** START OF Stored rows **
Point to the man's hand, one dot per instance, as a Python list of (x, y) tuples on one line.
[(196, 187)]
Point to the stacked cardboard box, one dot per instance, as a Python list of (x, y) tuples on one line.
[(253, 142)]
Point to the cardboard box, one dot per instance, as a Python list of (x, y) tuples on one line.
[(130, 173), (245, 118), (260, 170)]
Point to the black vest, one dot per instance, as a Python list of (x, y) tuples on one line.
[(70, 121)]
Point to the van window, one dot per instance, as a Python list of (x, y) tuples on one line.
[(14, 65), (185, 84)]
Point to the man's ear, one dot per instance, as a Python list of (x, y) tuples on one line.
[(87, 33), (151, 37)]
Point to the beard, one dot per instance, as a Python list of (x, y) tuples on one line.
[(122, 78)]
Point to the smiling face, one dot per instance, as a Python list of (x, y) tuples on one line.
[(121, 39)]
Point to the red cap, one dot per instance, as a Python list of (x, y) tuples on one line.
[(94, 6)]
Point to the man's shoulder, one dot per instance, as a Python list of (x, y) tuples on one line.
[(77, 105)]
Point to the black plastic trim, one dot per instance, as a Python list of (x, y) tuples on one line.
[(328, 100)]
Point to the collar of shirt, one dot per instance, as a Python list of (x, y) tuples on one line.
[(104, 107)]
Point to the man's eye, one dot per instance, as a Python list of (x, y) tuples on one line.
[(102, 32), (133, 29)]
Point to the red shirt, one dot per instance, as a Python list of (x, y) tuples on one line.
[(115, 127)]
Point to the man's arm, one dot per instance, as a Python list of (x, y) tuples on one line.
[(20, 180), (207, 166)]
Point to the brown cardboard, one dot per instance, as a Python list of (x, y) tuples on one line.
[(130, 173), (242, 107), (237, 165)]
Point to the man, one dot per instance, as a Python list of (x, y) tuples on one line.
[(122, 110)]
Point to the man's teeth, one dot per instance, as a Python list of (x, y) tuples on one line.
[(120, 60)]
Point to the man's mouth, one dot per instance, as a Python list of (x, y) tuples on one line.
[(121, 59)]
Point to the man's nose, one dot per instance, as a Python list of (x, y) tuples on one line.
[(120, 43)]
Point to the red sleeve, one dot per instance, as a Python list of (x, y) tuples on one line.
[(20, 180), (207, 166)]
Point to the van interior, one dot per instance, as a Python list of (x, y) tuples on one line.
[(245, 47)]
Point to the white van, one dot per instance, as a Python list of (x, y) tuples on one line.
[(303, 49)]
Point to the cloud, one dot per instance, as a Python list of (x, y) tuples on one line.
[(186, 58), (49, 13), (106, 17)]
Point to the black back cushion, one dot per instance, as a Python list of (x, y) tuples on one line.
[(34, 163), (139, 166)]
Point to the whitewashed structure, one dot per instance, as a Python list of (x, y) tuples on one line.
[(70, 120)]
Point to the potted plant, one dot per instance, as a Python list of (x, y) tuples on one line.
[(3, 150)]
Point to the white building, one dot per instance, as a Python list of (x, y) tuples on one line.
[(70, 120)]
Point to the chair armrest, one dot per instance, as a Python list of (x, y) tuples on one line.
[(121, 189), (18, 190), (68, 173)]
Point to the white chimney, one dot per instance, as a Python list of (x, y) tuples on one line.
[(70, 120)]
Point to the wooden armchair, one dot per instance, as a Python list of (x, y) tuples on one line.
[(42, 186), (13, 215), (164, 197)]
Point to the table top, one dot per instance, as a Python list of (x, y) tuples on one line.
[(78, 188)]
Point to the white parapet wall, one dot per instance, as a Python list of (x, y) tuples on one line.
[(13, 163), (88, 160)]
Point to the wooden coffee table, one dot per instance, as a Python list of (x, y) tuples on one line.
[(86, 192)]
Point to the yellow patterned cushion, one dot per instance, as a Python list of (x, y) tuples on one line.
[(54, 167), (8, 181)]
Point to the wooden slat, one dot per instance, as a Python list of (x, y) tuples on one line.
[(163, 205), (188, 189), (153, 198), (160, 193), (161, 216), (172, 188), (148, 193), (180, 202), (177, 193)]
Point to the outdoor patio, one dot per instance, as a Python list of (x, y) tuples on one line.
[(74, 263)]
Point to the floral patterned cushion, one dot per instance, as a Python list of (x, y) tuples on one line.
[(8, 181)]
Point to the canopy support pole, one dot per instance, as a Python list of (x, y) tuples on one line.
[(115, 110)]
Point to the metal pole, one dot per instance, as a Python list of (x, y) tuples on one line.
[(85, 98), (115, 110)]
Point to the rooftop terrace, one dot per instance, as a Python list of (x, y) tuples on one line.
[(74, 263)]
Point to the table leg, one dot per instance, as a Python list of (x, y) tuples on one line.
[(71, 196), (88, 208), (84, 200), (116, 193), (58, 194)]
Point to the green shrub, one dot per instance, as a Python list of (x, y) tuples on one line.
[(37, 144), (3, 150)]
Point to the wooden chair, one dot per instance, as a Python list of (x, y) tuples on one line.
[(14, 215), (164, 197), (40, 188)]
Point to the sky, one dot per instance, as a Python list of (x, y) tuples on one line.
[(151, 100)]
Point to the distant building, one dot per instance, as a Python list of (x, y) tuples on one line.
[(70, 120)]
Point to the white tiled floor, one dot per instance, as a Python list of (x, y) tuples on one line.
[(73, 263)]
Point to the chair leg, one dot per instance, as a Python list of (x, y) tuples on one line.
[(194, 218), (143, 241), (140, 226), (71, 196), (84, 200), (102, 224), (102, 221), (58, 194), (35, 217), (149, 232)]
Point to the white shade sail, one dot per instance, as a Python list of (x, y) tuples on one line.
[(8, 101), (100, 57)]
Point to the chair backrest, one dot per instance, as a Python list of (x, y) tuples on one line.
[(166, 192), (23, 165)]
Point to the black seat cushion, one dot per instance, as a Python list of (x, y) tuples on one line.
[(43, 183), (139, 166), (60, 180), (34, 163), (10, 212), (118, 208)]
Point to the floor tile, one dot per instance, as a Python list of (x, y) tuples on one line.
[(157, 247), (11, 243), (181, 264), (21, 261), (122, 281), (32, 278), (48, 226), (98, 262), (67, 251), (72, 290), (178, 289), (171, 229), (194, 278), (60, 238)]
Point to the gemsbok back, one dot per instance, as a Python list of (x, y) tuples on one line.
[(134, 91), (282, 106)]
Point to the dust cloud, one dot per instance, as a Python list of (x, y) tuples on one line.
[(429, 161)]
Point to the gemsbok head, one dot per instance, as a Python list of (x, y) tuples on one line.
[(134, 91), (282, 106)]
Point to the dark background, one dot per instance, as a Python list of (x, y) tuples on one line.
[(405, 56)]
** END OF Stored rows **
> Task statement
Copy the data above, starting at the line that contains "Point to the wooden coffee" and stopping after the line that contains "[(54, 167), (8, 181)]". Keep every line, and increase each x and y coordinate in the answer lists by 80.

> Solution to this problem
Point to the wooden coffee table, one dot per instance, as a Python list of (x, y) tuples on one line.
[(166, 272)]
Point to the yellow patterned cushion, one dot per instance, as a Python list of (x, y) tuples on one line.
[(134, 247), (88, 261)]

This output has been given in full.